§ **EXERCISE GOAL**
Set down word for word the entries below, from the line with "Excuse me, could I trouble you to find every stone column" through the end of the entries. Leave the pictures out.

§ **DATA PROVIDED**
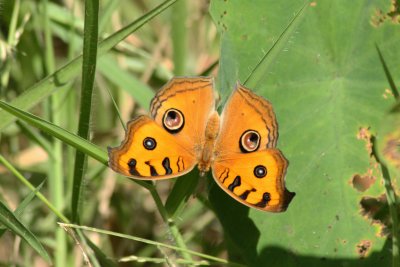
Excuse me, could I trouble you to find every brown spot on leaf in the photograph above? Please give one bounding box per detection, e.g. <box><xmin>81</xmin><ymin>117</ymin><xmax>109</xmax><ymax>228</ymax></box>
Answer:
<box><xmin>371</xmin><ymin>0</ymin><xmax>400</xmax><ymax>27</ymax></box>
<box><xmin>360</xmin><ymin>194</ymin><xmax>392</xmax><ymax>236</ymax></box>
<box><xmin>356</xmin><ymin>240</ymin><xmax>372</xmax><ymax>258</ymax></box>
<box><xmin>352</xmin><ymin>174</ymin><xmax>376</xmax><ymax>192</ymax></box>
<box><xmin>350</xmin><ymin>127</ymin><xmax>381</xmax><ymax>192</ymax></box>
<box><xmin>383</xmin><ymin>130</ymin><xmax>400</xmax><ymax>169</ymax></box>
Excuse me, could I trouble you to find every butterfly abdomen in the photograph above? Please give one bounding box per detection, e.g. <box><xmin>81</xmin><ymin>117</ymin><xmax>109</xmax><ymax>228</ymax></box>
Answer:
<box><xmin>198</xmin><ymin>111</ymin><xmax>219</xmax><ymax>173</ymax></box>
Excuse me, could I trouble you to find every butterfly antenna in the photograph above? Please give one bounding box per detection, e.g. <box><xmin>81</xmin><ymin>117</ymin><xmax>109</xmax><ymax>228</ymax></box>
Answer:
<box><xmin>243</xmin><ymin>1</ymin><xmax>308</xmax><ymax>85</ymax></box>
<box><xmin>106</xmin><ymin>87</ymin><xmax>126</xmax><ymax>132</ymax></box>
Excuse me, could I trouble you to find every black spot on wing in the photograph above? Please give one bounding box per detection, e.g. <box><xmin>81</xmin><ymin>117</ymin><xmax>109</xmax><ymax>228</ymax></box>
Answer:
<box><xmin>176</xmin><ymin>157</ymin><xmax>185</xmax><ymax>172</ymax></box>
<box><xmin>228</xmin><ymin>175</ymin><xmax>241</xmax><ymax>192</ymax></box>
<box><xmin>162</xmin><ymin>157</ymin><xmax>172</xmax><ymax>174</ymax></box>
<box><xmin>218</xmin><ymin>169</ymin><xmax>229</xmax><ymax>183</ymax></box>
<box><xmin>239</xmin><ymin>188</ymin><xmax>256</xmax><ymax>200</ymax></box>
<box><xmin>256</xmin><ymin>192</ymin><xmax>271</xmax><ymax>208</ymax></box>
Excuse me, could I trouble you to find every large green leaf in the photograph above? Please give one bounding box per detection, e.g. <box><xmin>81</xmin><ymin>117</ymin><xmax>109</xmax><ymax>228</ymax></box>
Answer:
<box><xmin>210</xmin><ymin>0</ymin><xmax>400</xmax><ymax>266</ymax></box>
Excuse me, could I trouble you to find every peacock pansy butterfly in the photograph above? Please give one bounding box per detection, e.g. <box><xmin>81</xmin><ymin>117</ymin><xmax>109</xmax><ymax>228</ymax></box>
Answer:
<box><xmin>108</xmin><ymin>77</ymin><xmax>295</xmax><ymax>212</ymax></box>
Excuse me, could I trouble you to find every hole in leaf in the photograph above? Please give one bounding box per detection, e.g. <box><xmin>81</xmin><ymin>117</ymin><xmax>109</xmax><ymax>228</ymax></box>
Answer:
<box><xmin>352</xmin><ymin>174</ymin><xmax>376</xmax><ymax>192</ymax></box>
<box><xmin>356</xmin><ymin>240</ymin><xmax>372</xmax><ymax>258</ymax></box>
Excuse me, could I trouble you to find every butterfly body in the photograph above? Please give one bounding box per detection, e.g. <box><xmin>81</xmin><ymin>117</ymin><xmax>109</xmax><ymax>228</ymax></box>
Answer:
<box><xmin>109</xmin><ymin>77</ymin><xmax>294</xmax><ymax>212</ymax></box>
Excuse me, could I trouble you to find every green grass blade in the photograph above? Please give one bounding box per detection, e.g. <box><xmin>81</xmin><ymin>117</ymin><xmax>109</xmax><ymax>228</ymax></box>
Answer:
<box><xmin>165</xmin><ymin>171</ymin><xmax>199</xmax><ymax>218</ymax></box>
<box><xmin>59</xmin><ymin>223</ymin><xmax>243</xmax><ymax>266</ymax></box>
<box><xmin>98</xmin><ymin>55</ymin><xmax>154</xmax><ymax>110</ymax></box>
<box><xmin>0</xmin><ymin>201</ymin><xmax>51</xmax><ymax>264</ymax></box>
<box><xmin>71</xmin><ymin>0</ymin><xmax>99</xmax><ymax>222</ymax></box>
<box><xmin>0</xmin><ymin>101</ymin><xmax>108</xmax><ymax>166</ymax></box>
<box><xmin>106</xmin><ymin>87</ymin><xmax>127</xmax><ymax>132</ymax></box>
<box><xmin>171</xmin><ymin>1</ymin><xmax>187</xmax><ymax>76</ymax></box>
<box><xmin>0</xmin><ymin>155</ymin><xmax>69</xmax><ymax>222</ymax></box>
<box><xmin>0</xmin><ymin>180</ymin><xmax>45</xmax><ymax>238</ymax></box>
<box><xmin>0</xmin><ymin>0</ymin><xmax>177</xmax><ymax>129</ymax></box>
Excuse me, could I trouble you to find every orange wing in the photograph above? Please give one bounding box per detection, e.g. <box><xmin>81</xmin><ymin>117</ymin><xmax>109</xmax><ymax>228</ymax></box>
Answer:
<box><xmin>212</xmin><ymin>148</ymin><xmax>294</xmax><ymax>212</ymax></box>
<box><xmin>108</xmin><ymin>116</ymin><xmax>197</xmax><ymax>180</ymax></box>
<box><xmin>109</xmin><ymin>77</ymin><xmax>214</xmax><ymax>179</ymax></box>
<box><xmin>212</xmin><ymin>84</ymin><xmax>295</xmax><ymax>212</ymax></box>
<box><xmin>150</xmin><ymin>77</ymin><xmax>215</xmax><ymax>156</ymax></box>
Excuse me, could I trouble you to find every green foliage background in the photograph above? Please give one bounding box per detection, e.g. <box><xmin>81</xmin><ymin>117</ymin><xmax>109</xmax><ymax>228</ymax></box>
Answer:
<box><xmin>0</xmin><ymin>0</ymin><xmax>400</xmax><ymax>266</ymax></box>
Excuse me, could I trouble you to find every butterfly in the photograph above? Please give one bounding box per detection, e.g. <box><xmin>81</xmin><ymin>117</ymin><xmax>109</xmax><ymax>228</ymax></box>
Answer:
<box><xmin>108</xmin><ymin>77</ymin><xmax>295</xmax><ymax>212</ymax></box>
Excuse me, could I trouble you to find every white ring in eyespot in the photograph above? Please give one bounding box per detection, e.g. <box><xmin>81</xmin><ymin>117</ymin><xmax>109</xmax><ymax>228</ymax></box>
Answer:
<box><xmin>239</xmin><ymin>130</ymin><xmax>261</xmax><ymax>153</ymax></box>
<box><xmin>163</xmin><ymin>108</ymin><xmax>185</xmax><ymax>133</ymax></box>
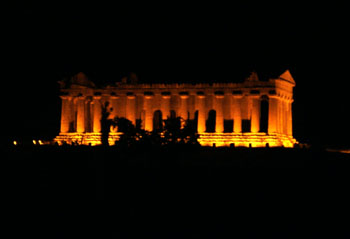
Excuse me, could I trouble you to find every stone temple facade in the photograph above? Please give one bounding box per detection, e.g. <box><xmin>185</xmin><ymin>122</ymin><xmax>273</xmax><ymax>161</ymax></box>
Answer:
<box><xmin>55</xmin><ymin>70</ymin><xmax>296</xmax><ymax>147</ymax></box>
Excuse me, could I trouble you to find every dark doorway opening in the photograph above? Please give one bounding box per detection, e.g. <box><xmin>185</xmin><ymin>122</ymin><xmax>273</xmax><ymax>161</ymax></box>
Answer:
<box><xmin>224</xmin><ymin>120</ymin><xmax>233</xmax><ymax>133</ymax></box>
<box><xmin>170</xmin><ymin>110</ymin><xmax>176</xmax><ymax>119</ymax></box>
<box><xmin>260</xmin><ymin>100</ymin><xmax>269</xmax><ymax>133</ymax></box>
<box><xmin>153</xmin><ymin>110</ymin><xmax>163</xmax><ymax>131</ymax></box>
<box><xmin>205</xmin><ymin>110</ymin><xmax>216</xmax><ymax>133</ymax></box>
<box><xmin>242</xmin><ymin>120</ymin><xmax>251</xmax><ymax>133</ymax></box>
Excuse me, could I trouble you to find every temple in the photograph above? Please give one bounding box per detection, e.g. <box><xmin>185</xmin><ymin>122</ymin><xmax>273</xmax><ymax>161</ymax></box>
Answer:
<box><xmin>55</xmin><ymin>70</ymin><xmax>296</xmax><ymax>147</ymax></box>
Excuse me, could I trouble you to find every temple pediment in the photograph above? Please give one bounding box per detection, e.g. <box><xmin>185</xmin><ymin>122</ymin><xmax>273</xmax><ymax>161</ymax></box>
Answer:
<box><xmin>279</xmin><ymin>70</ymin><xmax>295</xmax><ymax>86</ymax></box>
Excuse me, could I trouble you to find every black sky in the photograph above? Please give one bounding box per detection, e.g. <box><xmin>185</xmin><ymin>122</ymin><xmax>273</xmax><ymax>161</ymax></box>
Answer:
<box><xmin>1</xmin><ymin>1</ymin><xmax>350</xmax><ymax>146</ymax></box>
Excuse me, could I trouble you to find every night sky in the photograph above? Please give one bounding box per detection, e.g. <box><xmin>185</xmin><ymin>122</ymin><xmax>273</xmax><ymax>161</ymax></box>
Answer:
<box><xmin>1</xmin><ymin>1</ymin><xmax>350</xmax><ymax>147</ymax></box>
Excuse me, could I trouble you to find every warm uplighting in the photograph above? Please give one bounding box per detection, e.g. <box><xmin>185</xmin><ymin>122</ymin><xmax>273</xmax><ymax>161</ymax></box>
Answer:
<box><xmin>55</xmin><ymin>70</ymin><xmax>297</xmax><ymax>148</ymax></box>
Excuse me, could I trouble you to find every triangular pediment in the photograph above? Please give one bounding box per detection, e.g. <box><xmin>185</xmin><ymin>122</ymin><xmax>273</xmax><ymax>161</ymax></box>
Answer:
<box><xmin>279</xmin><ymin>70</ymin><xmax>295</xmax><ymax>85</ymax></box>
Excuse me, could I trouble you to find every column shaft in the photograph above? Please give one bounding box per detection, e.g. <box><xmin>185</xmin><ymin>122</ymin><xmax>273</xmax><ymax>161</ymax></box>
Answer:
<box><xmin>232</xmin><ymin>98</ymin><xmax>242</xmax><ymax>133</ymax></box>
<box><xmin>77</xmin><ymin>97</ymin><xmax>85</xmax><ymax>133</ymax></box>
<box><xmin>60</xmin><ymin>96</ymin><xmax>72</xmax><ymax>133</ymax></box>
<box><xmin>93</xmin><ymin>96</ymin><xmax>102</xmax><ymax>133</ymax></box>
<box><xmin>251</xmin><ymin>98</ymin><xmax>260</xmax><ymax>133</ymax></box>
<box><xmin>287</xmin><ymin>101</ymin><xmax>293</xmax><ymax>136</ymax></box>
<box><xmin>144</xmin><ymin>96</ymin><xmax>153</xmax><ymax>131</ymax></box>
<box><xmin>179</xmin><ymin>95</ymin><xmax>188</xmax><ymax>128</ymax></box>
<box><xmin>126</xmin><ymin>95</ymin><xmax>136</xmax><ymax>125</ymax></box>
<box><xmin>161</xmin><ymin>95</ymin><xmax>170</xmax><ymax>120</ymax></box>
<box><xmin>268</xmin><ymin>98</ymin><xmax>278</xmax><ymax>134</ymax></box>
<box><xmin>197</xmin><ymin>95</ymin><xmax>207</xmax><ymax>133</ymax></box>
<box><xmin>215</xmin><ymin>95</ymin><xmax>224</xmax><ymax>133</ymax></box>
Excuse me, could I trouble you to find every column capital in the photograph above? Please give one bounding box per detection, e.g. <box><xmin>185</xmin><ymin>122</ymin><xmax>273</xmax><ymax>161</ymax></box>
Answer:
<box><xmin>60</xmin><ymin>95</ymin><xmax>72</xmax><ymax>100</ymax></box>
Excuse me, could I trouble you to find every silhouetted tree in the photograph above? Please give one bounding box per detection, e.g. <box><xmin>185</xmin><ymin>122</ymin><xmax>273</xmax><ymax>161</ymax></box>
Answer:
<box><xmin>163</xmin><ymin>117</ymin><xmax>198</xmax><ymax>144</ymax></box>
<box><xmin>113</xmin><ymin>117</ymin><xmax>137</xmax><ymax>147</ymax></box>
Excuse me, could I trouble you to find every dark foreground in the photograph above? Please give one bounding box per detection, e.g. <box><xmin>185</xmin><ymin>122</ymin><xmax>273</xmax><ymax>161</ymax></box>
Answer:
<box><xmin>1</xmin><ymin>146</ymin><xmax>350</xmax><ymax>238</ymax></box>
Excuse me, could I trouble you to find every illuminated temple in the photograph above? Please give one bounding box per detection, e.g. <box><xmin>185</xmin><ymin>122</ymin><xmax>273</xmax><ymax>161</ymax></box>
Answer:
<box><xmin>55</xmin><ymin>70</ymin><xmax>296</xmax><ymax>147</ymax></box>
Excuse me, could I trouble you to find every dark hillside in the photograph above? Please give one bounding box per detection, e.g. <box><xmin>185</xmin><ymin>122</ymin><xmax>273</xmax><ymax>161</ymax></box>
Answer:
<box><xmin>2</xmin><ymin>147</ymin><xmax>350</xmax><ymax>238</ymax></box>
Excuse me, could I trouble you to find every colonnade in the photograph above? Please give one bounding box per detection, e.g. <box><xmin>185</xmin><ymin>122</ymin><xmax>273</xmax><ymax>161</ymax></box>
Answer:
<box><xmin>60</xmin><ymin>91</ymin><xmax>292</xmax><ymax>136</ymax></box>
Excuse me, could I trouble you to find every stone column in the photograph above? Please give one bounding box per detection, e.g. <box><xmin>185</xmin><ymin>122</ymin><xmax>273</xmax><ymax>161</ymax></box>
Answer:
<box><xmin>61</xmin><ymin>95</ymin><xmax>72</xmax><ymax>133</ymax></box>
<box><xmin>144</xmin><ymin>94</ymin><xmax>154</xmax><ymax>131</ymax></box>
<box><xmin>277</xmin><ymin>98</ymin><xmax>283</xmax><ymax>134</ymax></box>
<box><xmin>251</xmin><ymin>97</ymin><xmax>260</xmax><ymax>133</ymax></box>
<box><xmin>126</xmin><ymin>95</ymin><xmax>136</xmax><ymax>126</ymax></box>
<box><xmin>93</xmin><ymin>96</ymin><xmax>102</xmax><ymax>133</ymax></box>
<box><xmin>268</xmin><ymin>96</ymin><xmax>278</xmax><ymax>134</ymax></box>
<box><xmin>77</xmin><ymin>96</ymin><xmax>85</xmax><ymax>133</ymax></box>
<box><xmin>85</xmin><ymin>97</ymin><xmax>92</xmax><ymax>132</ymax></box>
<box><xmin>161</xmin><ymin>92</ymin><xmax>170</xmax><ymax>120</ymax></box>
<box><xmin>109</xmin><ymin>95</ymin><xmax>119</xmax><ymax>119</ymax></box>
<box><xmin>197</xmin><ymin>93</ymin><xmax>207</xmax><ymax>133</ymax></box>
<box><xmin>232</xmin><ymin>97</ymin><xmax>242</xmax><ymax>133</ymax></box>
<box><xmin>214</xmin><ymin>94</ymin><xmax>224</xmax><ymax>133</ymax></box>
<box><xmin>287</xmin><ymin>100</ymin><xmax>293</xmax><ymax>136</ymax></box>
<box><xmin>179</xmin><ymin>92</ymin><xmax>188</xmax><ymax>128</ymax></box>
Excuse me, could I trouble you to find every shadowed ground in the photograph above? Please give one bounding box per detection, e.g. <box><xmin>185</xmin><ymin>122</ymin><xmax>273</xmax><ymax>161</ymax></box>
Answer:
<box><xmin>2</xmin><ymin>146</ymin><xmax>350</xmax><ymax>238</ymax></box>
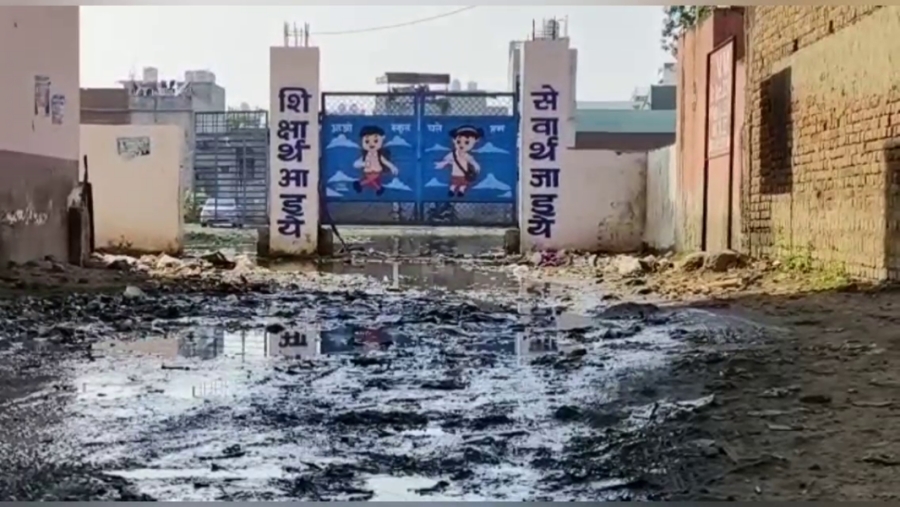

§ **RESPONSE TO THIS EXERCISE**
Excuse me, could I trouble you to find every stone column in the photograph above? Please give one bounding box per detection, e.g. <box><xmin>185</xmin><ymin>122</ymin><xmax>273</xmax><ymax>161</ymax></box>
Answer:
<box><xmin>61</xmin><ymin>95</ymin><xmax>72</xmax><ymax>133</ymax></box>
<box><xmin>144</xmin><ymin>94</ymin><xmax>154</xmax><ymax>131</ymax></box>
<box><xmin>277</xmin><ymin>98</ymin><xmax>283</xmax><ymax>134</ymax></box>
<box><xmin>251</xmin><ymin>97</ymin><xmax>260</xmax><ymax>133</ymax></box>
<box><xmin>126</xmin><ymin>95</ymin><xmax>136</xmax><ymax>126</ymax></box>
<box><xmin>93</xmin><ymin>96</ymin><xmax>102</xmax><ymax>133</ymax></box>
<box><xmin>268</xmin><ymin>96</ymin><xmax>278</xmax><ymax>134</ymax></box>
<box><xmin>77</xmin><ymin>96</ymin><xmax>85</xmax><ymax>133</ymax></box>
<box><xmin>85</xmin><ymin>97</ymin><xmax>92</xmax><ymax>132</ymax></box>
<box><xmin>161</xmin><ymin>92</ymin><xmax>170</xmax><ymax>120</ymax></box>
<box><xmin>109</xmin><ymin>95</ymin><xmax>119</xmax><ymax>119</ymax></box>
<box><xmin>197</xmin><ymin>93</ymin><xmax>207</xmax><ymax>133</ymax></box>
<box><xmin>232</xmin><ymin>97</ymin><xmax>242</xmax><ymax>133</ymax></box>
<box><xmin>214</xmin><ymin>94</ymin><xmax>224</xmax><ymax>133</ymax></box>
<box><xmin>287</xmin><ymin>100</ymin><xmax>293</xmax><ymax>136</ymax></box>
<box><xmin>179</xmin><ymin>92</ymin><xmax>188</xmax><ymax>128</ymax></box>
Excuse me, could I trouble you to find every shadowed ground in the photograph above? Please give one bounding box per detection, e.g. <box><xmin>185</xmin><ymin>122</ymin><xmax>273</xmax><ymax>161</ymax></box>
Answer:
<box><xmin>2</xmin><ymin>146</ymin><xmax>350</xmax><ymax>238</ymax></box>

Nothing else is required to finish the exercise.